(INFORMATION GIVEN)
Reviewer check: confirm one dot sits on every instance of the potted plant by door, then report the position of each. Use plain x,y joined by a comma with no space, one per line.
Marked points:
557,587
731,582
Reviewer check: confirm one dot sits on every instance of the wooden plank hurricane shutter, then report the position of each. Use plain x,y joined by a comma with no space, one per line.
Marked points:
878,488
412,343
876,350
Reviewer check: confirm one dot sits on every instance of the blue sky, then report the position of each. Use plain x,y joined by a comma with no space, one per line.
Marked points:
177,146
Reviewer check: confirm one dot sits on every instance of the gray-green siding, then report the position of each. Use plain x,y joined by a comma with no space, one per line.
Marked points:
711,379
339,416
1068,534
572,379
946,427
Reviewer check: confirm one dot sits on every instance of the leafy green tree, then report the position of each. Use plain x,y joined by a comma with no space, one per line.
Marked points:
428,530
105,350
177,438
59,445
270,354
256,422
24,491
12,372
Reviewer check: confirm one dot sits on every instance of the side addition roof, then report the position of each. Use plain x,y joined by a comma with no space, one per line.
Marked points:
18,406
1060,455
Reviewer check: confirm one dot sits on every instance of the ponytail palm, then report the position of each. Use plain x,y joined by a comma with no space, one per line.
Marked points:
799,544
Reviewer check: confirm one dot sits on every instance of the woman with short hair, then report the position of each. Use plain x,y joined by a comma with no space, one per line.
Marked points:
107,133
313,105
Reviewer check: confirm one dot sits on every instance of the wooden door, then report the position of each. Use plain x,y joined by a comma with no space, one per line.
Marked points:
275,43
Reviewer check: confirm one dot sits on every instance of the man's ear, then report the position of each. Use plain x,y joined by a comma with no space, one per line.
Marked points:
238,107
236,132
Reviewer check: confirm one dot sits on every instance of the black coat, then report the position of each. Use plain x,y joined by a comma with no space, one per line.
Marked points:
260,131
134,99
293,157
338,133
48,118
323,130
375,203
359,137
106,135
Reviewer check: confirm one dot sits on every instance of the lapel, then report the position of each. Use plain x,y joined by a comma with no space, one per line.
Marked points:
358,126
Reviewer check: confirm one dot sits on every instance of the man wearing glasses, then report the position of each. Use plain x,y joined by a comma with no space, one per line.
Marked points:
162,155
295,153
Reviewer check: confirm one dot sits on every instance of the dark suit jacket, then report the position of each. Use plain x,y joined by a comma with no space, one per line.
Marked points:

(PROBLEM DETAILS) Update everything from the line containing "of the dark" down to the end of the items, swapping "dark suit jacket" for "navy suit jacket" and leaving all else as it stands.

(THE ANSWER)
Reviewer check: confirm one dot sits on every instance of the navy suit jacket, then report the position of each. Use plain x,y joined by a comma with no space, one per line.
Marked points:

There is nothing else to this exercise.